**Exercise requirements:**
Your reply should consist solely of the lines from the one containing "Query: watermelon slice" through the end of the data, restated word for word.

Point-per-instance localization data:
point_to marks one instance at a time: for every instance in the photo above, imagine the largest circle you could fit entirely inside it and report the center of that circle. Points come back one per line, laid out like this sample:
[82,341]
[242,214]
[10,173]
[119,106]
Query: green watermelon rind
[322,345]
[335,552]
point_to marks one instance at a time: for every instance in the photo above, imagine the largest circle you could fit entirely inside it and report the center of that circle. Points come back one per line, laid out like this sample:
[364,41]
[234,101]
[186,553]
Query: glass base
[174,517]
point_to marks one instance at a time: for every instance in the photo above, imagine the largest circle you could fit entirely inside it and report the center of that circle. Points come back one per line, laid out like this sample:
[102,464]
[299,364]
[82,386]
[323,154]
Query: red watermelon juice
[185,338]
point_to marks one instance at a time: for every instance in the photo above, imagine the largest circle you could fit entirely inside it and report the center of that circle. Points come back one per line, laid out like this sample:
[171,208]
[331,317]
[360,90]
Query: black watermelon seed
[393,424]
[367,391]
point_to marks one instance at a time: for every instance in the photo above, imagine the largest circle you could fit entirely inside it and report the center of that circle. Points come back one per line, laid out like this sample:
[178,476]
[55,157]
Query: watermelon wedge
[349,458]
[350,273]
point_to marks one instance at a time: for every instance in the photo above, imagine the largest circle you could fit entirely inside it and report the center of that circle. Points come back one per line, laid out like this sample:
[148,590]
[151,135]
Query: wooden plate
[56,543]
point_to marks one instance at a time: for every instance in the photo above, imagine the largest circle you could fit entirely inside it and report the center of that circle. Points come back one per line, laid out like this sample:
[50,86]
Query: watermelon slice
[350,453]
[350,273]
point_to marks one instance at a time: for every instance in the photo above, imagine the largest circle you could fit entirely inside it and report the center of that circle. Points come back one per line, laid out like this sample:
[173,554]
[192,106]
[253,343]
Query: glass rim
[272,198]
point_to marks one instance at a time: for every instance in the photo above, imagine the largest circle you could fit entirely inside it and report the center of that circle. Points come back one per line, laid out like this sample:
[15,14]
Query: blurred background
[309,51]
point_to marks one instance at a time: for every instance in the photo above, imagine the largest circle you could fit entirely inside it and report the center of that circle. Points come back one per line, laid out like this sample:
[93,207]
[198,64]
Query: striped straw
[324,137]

**Completed task:**
Query: watermelon slice
[350,453]
[350,273]
point_to marks one instance at a time: for every instance in the photo above, imagine the largest circle you could fit entirely inside it and report the center of that circle. Points come back one per line, laid out like this sample:
[173,554]
[192,106]
[253,343]
Query: glass rim
[272,198]
point_to marks one instance at a time: for every instance in the photo above, imagine the largest circle you could fit entirely inside it and report the center of that circle. Points come back one per line, laid out like this sample:
[15,14]
Query: blurred background
[309,51]
point_to marks one instance at a time: for every instance in the photo above, imagine the largest circle you could fit entirely inside it and report the center of that circle. Points come back one per line, laid out like this sample:
[93,207]
[198,64]
Query: striped straw
[324,137]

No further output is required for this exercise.